Science & Technology (Commonwealth Union) – Tandem solar cells utilizing perovskite semiconductors exhibit superior sunlight-to-electricity conversion efficiency compared to traditional silicon solar cells. To propel this technology toward market readiness, enhancements in stability and manufacturing processes are imperative. Researchers from the Karlsruhe Institute of Technology (KIT), in collaboration with two Helmholtz platforms – Helmholtz Imaging at the German Cancer Research Center (DKFZ) and Helmholtz AI – have achieved a breakthrough in predicting the quality of perovskite layers and, consequently, the resulting solar cells. Leveraging Machine Learning and innovative Artificial Intelligence (AI) methods, they can assess the quality based on variations in light emission during the manufacturing process. These findings, instrumental in refining manufacturing processes, are detailed in the publication in Advanced Materials.
Perovskite tandem solar cells combine a perovskite solar cell with a conventional counterpart, often silicon-based. Recognized as a next-generation technology, these cells currently boast an efficiency exceeding 33 percent, a significant improvement over conventional silicon solar cell. Not only do they leverage cost-effective raw materials, but they also offer ease of manufacturing. Achieving this remarkable efficiency entails the production of an extremely thin, high-quality perovskite layer, with a thickness merely a fraction of a human hair.
“Manufacturing these high-grade, multi-crystalline thin layers without any deficiencies or holes using low-cost and scalable methods is one of the biggest challenges,” said tenure-track professor Ulrich W. Paetzold who carried out the study at the Institute of Microstructure Technology and the Light Technology Institute of KIT. Even within what seems like perfect lab conditions, there may be unknown areas that result in variations in semiconductor layer quality: “This drawback eventually prevents a quick start of industrial-scale production of these highly efficient solar cells, which are needed so badly for the energy turnaround,” explains Paetzold.
In the pursuit of understanding the variables influencing coating, an interdisciplinary collaboration has emerged, uniting perovskite solar cell experts from KIT with Machine Learning and Explainable Artificial Intelligence (XAI) specialists from Helmholtz Imaging and Helmholtz AI at DKFZ in Heidelberg. The team has devised AI methods that train and scrutinize neural networks using an extensive dataset comprising video recordings capturing the photoluminescence of thin perovskite layers during the manufacturing process. Photoluminescence denotes the radiant emission from semiconductor layers excited by an external light source. Lukas Klein and Sebastian Ziegler from Helmholtz Imaging at DKFZ elucidate, “Since even experts could not discern specific characteristics on the thin layers, the concept arose to employ an AI system for Machine Learning (Deep Learning) to identify hidden indicators of well or poorly coated layers within the vast dataset of video data.”

■ DATA PROVIDED
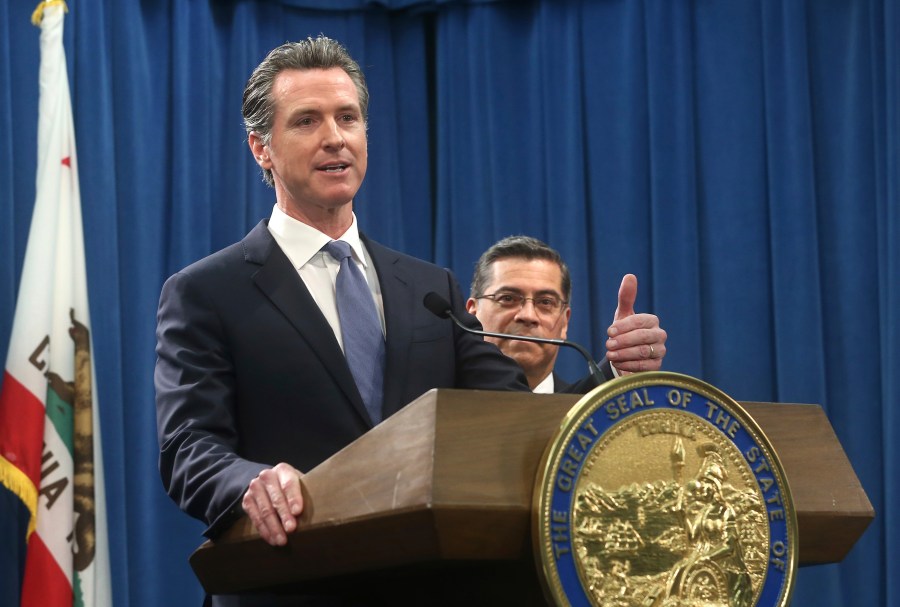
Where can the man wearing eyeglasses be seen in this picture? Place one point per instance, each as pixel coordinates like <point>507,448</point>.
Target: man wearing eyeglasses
<point>522,286</point>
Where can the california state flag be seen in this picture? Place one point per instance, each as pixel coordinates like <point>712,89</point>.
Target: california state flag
<point>52,503</point>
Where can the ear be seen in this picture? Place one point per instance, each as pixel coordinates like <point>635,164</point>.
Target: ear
<point>260,151</point>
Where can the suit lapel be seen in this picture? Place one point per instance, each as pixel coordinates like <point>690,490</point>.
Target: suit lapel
<point>279,281</point>
<point>397,299</point>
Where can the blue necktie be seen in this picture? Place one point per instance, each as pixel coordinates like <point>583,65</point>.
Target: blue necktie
<point>360,328</point>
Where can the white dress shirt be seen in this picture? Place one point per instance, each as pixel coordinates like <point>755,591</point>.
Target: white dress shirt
<point>303,246</point>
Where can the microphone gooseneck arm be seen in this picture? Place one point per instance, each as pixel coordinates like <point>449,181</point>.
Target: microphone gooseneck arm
<point>440,307</point>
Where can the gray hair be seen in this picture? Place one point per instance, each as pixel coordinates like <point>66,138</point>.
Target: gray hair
<point>517,247</point>
<point>322,53</point>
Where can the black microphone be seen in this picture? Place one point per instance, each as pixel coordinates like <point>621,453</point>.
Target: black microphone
<point>440,307</point>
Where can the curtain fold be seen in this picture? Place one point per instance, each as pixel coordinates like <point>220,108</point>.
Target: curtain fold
<point>742,159</point>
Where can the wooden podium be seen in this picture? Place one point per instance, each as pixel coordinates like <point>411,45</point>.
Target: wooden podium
<point>437,501</point>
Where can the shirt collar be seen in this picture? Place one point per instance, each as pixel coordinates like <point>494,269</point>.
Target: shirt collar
<point>547,386</point>
<point>301,242</point>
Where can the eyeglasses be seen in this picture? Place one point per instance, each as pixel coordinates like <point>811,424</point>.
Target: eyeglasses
<point>547,304</point>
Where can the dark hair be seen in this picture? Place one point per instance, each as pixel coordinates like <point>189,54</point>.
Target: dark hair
<point>517,247</point>
<point>321,52</point>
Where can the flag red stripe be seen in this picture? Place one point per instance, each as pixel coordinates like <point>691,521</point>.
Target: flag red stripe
<point>21,427</point>
<point>45,585</point>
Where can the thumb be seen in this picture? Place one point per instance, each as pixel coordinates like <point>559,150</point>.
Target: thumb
<point>627,295</point>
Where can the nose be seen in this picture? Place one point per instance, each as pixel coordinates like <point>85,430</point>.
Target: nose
<point>334,139</point>
<point>527,313</point>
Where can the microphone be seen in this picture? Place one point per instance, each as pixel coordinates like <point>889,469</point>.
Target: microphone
<point>440,307</point>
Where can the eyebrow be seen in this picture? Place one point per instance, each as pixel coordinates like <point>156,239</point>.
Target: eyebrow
<point>308,109</point>
<point>518,291</point>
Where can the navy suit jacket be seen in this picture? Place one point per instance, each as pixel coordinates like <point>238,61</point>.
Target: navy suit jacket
<point>249,373</point>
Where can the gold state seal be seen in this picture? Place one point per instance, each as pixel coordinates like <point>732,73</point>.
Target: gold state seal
<point>659,490</point>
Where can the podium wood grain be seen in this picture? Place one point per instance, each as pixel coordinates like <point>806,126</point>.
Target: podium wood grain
<point>446,484</point>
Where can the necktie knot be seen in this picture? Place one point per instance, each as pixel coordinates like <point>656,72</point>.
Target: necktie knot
<point>360,328</point>
<point>338,249</point>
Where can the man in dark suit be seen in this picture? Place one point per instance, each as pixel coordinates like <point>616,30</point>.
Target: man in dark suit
<point>252,382</point>
<point>521,286</point>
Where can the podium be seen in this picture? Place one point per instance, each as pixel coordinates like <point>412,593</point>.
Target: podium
<point>436,502</point>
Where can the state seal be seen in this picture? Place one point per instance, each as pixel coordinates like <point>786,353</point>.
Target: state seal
<point>658,490</point>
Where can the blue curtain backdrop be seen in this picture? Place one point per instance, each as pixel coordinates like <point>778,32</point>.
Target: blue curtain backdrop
<point>742,158</point>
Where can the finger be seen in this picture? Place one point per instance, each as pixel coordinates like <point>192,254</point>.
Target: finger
<point>638,336</point>
<point>620,328</point>
<point>639,358</point>
<point>258,506</point>
<point>273,486</point>
<point>289,479</point>
<point>627,296</point>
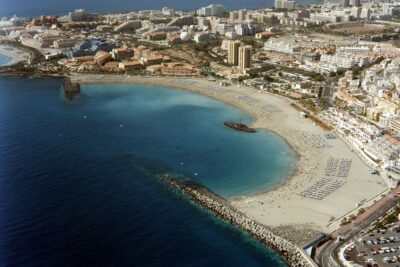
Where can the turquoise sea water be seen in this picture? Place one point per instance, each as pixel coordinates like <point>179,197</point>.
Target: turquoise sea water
<point>28,8</point>
<point>77,183</point>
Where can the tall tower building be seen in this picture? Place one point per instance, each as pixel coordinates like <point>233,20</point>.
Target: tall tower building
<point>356,2</point>
<point>233,52</point>
<point>245,57</point>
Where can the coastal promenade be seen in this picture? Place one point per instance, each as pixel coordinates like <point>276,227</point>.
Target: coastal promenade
<point>14,53</point>
<point>201,195</point>
<point>308,201</point>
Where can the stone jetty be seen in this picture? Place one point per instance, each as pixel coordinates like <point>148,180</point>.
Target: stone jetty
<point>221,208</point>
<point>71,87</point>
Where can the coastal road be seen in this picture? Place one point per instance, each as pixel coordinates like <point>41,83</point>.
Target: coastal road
<point>329,254</point>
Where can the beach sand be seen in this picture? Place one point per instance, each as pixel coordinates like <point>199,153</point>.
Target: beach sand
<point>282,206</point>
<point>15,54</point>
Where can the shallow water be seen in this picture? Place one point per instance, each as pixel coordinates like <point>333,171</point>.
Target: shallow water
<point>77,183</point>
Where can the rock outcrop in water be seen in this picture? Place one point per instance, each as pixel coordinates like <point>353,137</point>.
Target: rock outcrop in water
<point>70,88</point>
<point>220,207</point>
<point>239,126</point>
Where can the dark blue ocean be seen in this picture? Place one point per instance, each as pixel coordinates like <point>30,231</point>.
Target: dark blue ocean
<point>77,185</point>
<point>27,8</point>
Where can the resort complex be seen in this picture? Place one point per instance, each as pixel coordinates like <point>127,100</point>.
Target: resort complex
<point>323,77</point>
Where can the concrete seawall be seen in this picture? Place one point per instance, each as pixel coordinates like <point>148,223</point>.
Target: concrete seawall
<point>217,205</point>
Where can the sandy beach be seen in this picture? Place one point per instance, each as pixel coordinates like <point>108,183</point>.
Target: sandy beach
<point>288,205</point>
<point>15,54</point>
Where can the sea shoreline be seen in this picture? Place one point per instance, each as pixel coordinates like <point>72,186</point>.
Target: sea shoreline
<point>294,217</point>
<point>14,53</point>
<point>280,206</point>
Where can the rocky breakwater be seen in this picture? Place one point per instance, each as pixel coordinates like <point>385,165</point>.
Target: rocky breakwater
<point>221,208</point>
<point>71,88</point>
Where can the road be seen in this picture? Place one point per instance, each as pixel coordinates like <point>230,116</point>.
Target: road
<point>328,256</point>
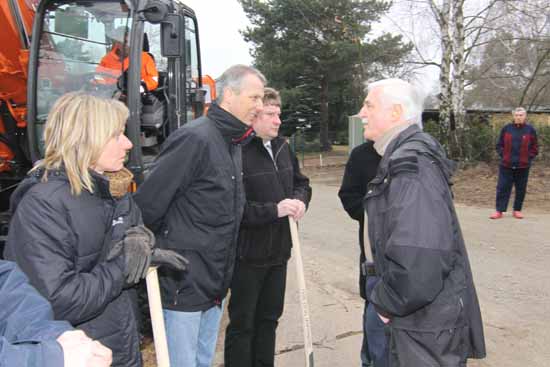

■ REQUIRED WORK
Reproduce word for word the part of the perovskite solar cell article that begins with "Perovskite tandem solar" and stops after "a human hair.".

■ EXERCISE RESPONSE
Perovskite tandem solar cells combine a perovskite solar cell with a conventional counterpart, often silicon-based. Recognized as a next-generation technology, these cells currently boast an efficiency exceeding 33 percent, a significant improvement over conventional silicon solar cell. Not only do they leverage cost-effective raw materials, but they also offer ease of manufacturing. Achieving this remarkable efficiency entails the production of an extremely thin, high-quality perovskite layer, with a thickness merely a fraction of a human hair.